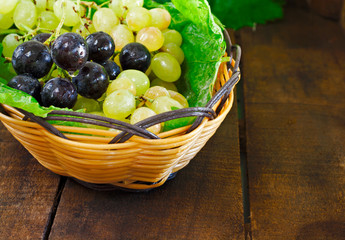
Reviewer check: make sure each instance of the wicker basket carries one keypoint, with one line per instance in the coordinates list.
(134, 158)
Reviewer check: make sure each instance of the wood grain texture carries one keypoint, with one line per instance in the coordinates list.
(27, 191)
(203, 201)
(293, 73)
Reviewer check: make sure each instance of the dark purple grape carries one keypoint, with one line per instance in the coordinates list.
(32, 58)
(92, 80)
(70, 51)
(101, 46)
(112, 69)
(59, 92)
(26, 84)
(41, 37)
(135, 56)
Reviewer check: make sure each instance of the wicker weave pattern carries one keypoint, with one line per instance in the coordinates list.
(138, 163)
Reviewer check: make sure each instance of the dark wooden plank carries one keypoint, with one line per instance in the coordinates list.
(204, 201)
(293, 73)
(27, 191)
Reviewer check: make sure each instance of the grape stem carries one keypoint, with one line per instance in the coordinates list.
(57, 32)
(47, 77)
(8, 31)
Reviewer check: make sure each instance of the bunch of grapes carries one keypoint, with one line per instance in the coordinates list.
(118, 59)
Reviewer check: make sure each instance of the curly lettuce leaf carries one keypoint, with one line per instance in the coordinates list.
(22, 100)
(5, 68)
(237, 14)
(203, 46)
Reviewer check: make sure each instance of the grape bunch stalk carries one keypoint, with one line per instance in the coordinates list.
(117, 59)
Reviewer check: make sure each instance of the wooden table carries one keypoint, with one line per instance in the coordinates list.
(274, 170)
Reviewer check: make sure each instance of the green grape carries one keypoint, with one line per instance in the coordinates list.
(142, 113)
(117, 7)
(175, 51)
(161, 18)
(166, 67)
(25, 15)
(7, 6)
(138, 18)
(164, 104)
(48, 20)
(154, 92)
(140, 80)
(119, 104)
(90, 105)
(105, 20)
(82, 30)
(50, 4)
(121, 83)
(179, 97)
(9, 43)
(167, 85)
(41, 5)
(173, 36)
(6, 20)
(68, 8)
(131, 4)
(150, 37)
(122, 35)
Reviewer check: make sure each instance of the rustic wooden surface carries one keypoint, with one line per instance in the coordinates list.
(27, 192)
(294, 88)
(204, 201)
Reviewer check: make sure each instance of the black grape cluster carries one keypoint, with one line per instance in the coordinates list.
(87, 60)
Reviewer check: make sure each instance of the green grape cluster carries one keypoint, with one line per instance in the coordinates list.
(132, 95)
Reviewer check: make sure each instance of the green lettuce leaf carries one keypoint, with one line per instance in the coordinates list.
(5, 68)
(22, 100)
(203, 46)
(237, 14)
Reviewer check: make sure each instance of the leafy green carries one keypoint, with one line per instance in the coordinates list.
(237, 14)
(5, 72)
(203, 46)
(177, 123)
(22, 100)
————
Problem description: Please reproduce all of the material above word for word, leaving out the pictures.

Full response:
Reviewer check: make sure each instance of the wicker basket carries one keypoint, with one line per instance in the coordinates list.
(134, 158)
Reviewer check: make sure each instance of the wood grain texture carries one keypoint, with one line per instance in the coordinates list.
(27, 191)
(203, 201)
(293, 73)
Reviewer check: make sure each instance of the dark purple grape carries one keypoint, with one line per instance in the coordinates list.
(32, 58)
(92, 80)
(70, 51)
(101, 46)
(112, 69)
(59, 92)
(26, 84)
(41, 37)
(135, 56)
Reviewer check: make sure each instance of the wicker weave pattern carries one keypoint, with one line per instance in the coordinates list.
(138, 163)
Reviewer check: make sure each instance of the dark wooden plank carries one keypoint, with one line per instance in the coordinates list.
(204, 201)
(293, 73)
(27, 191)
Reviewer check: make sure each instance of the grape stem carries one keypoint, with one line per instance in the coordinates list.
(57, 32)
(47, 77)
(8, 31)
Reviewer check: make sure each instance of the bunch of grapes carries one keypoint, with one line per instance in the coordinates list.
(118, 59)
Reviewer check: make sure each instance of the curly lettuce leaf carries one keypoint, with one line per instance in the coordinates list.
(22, 100)
(5, 68)
(237, 14)
(203, 46)
Reviewer check: make sure each instance of the grape bunch stalk carries one keypoint, with one line per instance in the coordinates list.
(117, 59)
Reviewer check: make sure each instance of the wooden table carries one keypoint, with one line per instance in the coordinates list.
(274, 170)
Reviewer check: make sure each instance of the green grape carries one keypoint, with one line per instance in the coordinates list.
(142, 113)
(117, 7)
(175, 51)
(161, 18)
(166, 67)
(25, 15)
(7, 6)
(138, 18)
(164, 104)
(48, 20)
(154, 92)
(140, 80)
(119, 104)
(90, 105)
(105, 20)
(82, 30)
(50, 4)
(121, 83)
(179, 97)
(9, 43)
(167, 85)
(41, 5)
(173, 36)
(6, 20)
(68, 8)
(131, 4)
(150, 37)
(122, 35)
Reviewer check: make sure each instance of the rustic wooden surface carries one keypoint, with one line per instance in the coordinates list.
(27, 192)
(294, 88)
(204, 201)
Reviewer check: make sure each instance of the black grape cluster carries one keypoint, with one line per instance in the coordinates list.
(87, 60)
Reviewer check: make sure each instance of the green grape cluster carries one keypoint, with one line per instance in the coordinates list.
(132, 95)
Reviewer check: make sure each instance of the green lettuce leaf carries one keypoint, with one line per instance in the coordinates list.
(5, 68)
(22, 100)
(203, 46)
(237, 14)
Reviewer check: make sure each instance of the leafy green carries one keypoint, with one line per instance in the coordinates list.
(237, 14)
(5, 72)
(203, 46)
(177, 123)
(22, 100)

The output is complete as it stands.